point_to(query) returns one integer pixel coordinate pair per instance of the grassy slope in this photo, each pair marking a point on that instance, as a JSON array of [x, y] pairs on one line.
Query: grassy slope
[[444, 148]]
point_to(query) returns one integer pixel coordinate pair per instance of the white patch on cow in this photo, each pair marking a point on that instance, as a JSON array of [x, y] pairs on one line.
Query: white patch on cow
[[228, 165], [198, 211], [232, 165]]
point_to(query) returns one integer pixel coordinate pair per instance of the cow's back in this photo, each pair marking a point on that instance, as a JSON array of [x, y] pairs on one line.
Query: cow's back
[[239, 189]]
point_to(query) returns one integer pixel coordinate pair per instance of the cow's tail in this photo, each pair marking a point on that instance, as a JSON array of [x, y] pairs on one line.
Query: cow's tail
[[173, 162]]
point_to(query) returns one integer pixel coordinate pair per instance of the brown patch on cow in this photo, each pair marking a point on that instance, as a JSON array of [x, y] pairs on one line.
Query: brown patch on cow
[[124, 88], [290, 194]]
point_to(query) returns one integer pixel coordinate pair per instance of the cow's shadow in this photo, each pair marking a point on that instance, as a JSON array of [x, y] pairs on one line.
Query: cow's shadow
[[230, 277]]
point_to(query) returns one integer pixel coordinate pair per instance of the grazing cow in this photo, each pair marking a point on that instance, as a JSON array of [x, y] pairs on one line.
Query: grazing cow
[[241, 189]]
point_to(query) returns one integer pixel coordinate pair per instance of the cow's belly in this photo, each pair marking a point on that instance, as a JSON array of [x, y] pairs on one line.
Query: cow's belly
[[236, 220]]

━━━━━━

TASK STATEMENT: Copy out the rows above, substituting "occurrence" for each "instance" and keeping every other word the same.

TASK RESULT:
point_to(query) returns one integer pixel coordinate pair per occurrence of the grassy slope in this photo, each pair marking a point on that occurrence, as a JSON array of [x, y] pairs on one line.
Query: grassy slope
[[444, 148]]
point_to(query) returns one integer pixel coordinate pair per occurrence of the white patch on cow in this photo, each pair marking a point on that occurrence, as a JSON array of [x, y] pairs on one line.
Query: white patch on cow
[[228, 165], [198, 211], [232, 165]]
point_to(query) returns one integer pixel coordinate pair per occurrence of the cow's back in this photo, each pair marking a point on that occurrence, as a JSON array of [x, y] pairs on one line.
Query: cow's back
[[239, 189]]
point_to(query) returns one integer pixel coordinate pair per occurrence of the cow's tail in this photo, each pair marking a point on that occurrence, as a JSON array of [x, y] pairs on one line.
Query: cow's tail
[[173, 162]]
point_to(query) returns one integer pixel coordinate pair per occurrence of the brown patch on cow in this photo, each pair marking a point on that occurrence, as a JSON array of [x, y] pairs on one line.
Query: brown patch on cow
[[124, 88], [290, 194]]
point_to(query) returns one integer pixel coordinate pair per occurrence of the cow's shadow in this photo, each pair marking a point on that occurrence, as a JSON array of [x, y] pairs on one line.
Query: cow's shadow
[[230, 277]]
point_to(query) returns one integer pixel coordinate pair per occurrence of the grazing cow in this photo, each pair marking a point on that occurrence, as a JSON array of [x, y] pairs on one line.
Query: grazing cow
[[241, 189]]
point_to(query) returns one integer pixel coordinate pair per occurrence of the cow's belly in this photo, each pair marking a point on that occurrence, as a JSON array of [x, y] pairs on one line.
Query: cow's belly
[[236, 220]]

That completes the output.